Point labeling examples

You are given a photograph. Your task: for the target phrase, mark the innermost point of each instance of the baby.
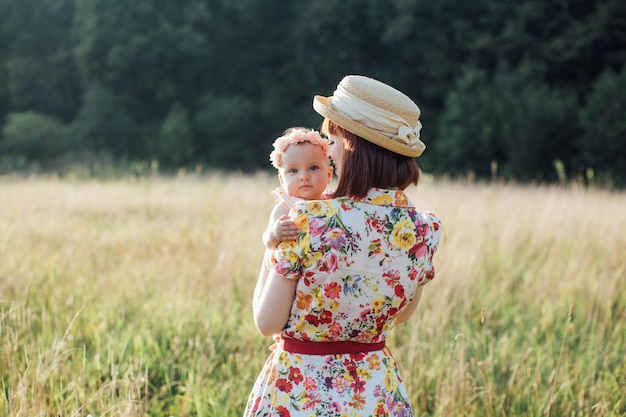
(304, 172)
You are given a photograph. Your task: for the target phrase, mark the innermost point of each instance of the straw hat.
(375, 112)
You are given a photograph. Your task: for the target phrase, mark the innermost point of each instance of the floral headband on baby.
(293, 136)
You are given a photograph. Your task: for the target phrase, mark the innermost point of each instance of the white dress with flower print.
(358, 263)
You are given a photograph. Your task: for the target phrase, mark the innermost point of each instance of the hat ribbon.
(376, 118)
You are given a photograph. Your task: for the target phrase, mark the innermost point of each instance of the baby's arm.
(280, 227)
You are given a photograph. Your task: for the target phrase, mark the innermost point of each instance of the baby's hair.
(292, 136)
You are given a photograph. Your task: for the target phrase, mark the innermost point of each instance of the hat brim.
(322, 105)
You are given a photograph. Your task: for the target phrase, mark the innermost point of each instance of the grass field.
--
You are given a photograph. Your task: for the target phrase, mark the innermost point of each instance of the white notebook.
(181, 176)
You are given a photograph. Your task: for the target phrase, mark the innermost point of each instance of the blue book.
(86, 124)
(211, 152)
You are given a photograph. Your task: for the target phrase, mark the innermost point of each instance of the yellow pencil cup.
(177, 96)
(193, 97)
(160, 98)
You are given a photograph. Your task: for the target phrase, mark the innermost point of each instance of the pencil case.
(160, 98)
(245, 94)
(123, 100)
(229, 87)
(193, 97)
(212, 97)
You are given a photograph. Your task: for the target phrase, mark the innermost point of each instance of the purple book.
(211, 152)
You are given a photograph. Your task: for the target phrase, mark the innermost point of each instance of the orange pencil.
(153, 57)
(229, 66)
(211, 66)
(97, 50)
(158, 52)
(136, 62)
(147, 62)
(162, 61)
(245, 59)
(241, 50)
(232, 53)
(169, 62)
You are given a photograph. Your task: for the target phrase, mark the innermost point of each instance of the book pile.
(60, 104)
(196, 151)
...
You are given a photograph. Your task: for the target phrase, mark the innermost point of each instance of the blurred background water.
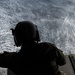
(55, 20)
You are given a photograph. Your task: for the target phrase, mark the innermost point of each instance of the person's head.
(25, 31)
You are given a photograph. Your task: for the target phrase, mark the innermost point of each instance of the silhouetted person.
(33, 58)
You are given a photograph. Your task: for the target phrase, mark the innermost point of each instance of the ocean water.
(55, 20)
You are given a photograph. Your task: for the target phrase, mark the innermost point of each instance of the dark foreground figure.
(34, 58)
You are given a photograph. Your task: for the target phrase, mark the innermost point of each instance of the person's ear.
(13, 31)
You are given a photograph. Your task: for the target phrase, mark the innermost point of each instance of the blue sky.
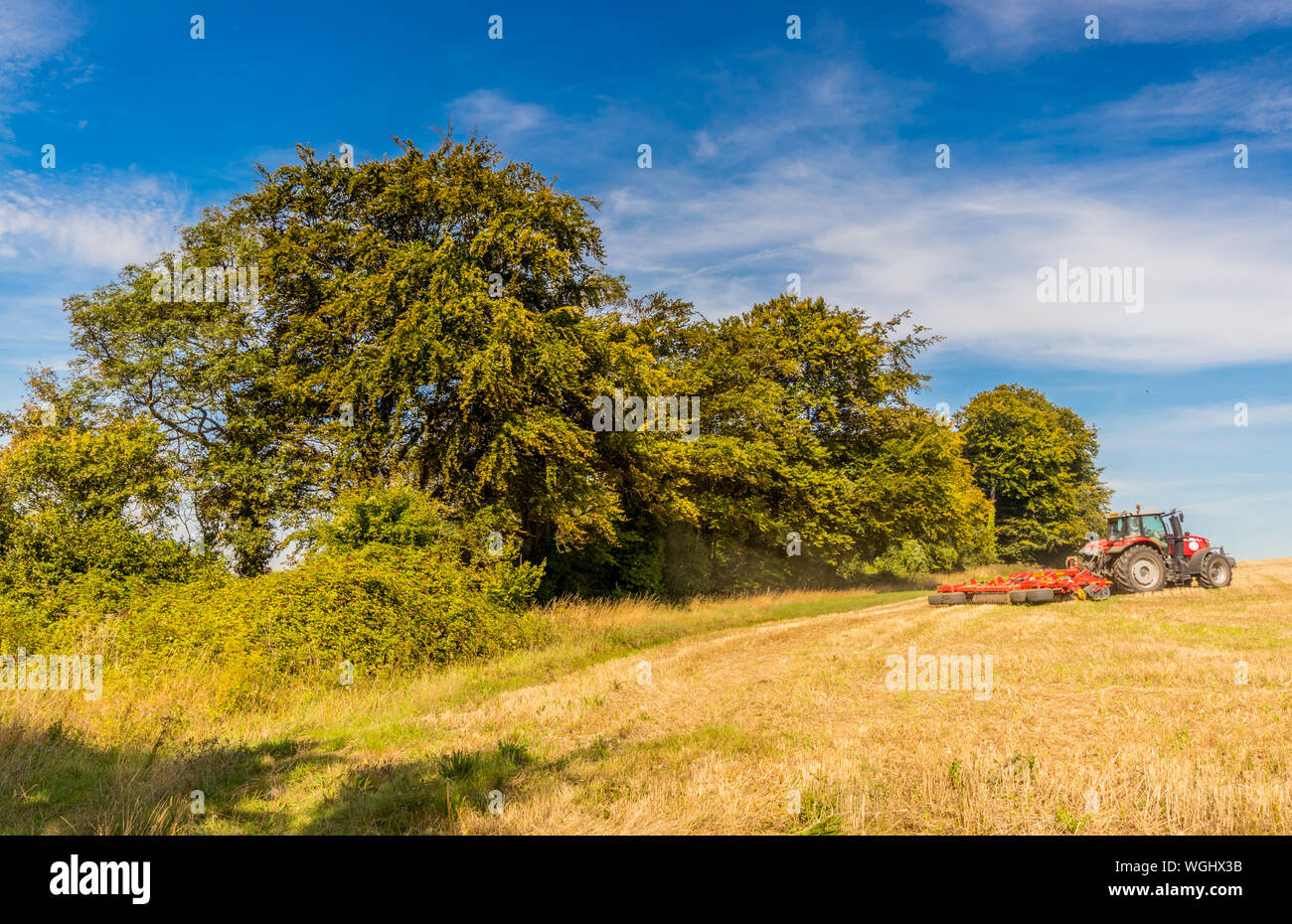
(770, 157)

## [Task to carry out]
Update the rows from the line with "of the baby." to the line with "the grass field." by replacing "target phrase" with "target description" and leaving everything else unchanged. Write out those lines again, omitting the pictures.

## [Task output]
You are given a photograph. Your task: for the target description, mark the innermost point of each instance of the baby.
(304, 172)
You are given a photograph. Your task: for the target description, mark the innermost point of each instance of the straw hat.
(375, 112)
You are given a photograph. Your task: for the target description, mark the innermost point of each instance of the floral headband on baby.
(293, 136)
You are given a photograph. Your task: for the target description, mark the innermost point of each instance of the white dress with flower print.
(358, 263)
You are given a photograph. Your task: for the target description, mark the innermost point of each instance of the hat ribbon.
(376, 118)
You are given a photograph. Your task: for the target description, mark the innermost point of each instance of the baby's arm.
(280, 227)
You are given a photograph. Your task: for the target description, mark the innermost point of each instance of the baby's hair.
(292, 136)
You are given a photograph. Your task: for the target description, mark the innermost point of each instance of the hat brim.
(322, 105)
You are given a photograph. Your task: for the target description, mark the innermost point of each instance of the grass field.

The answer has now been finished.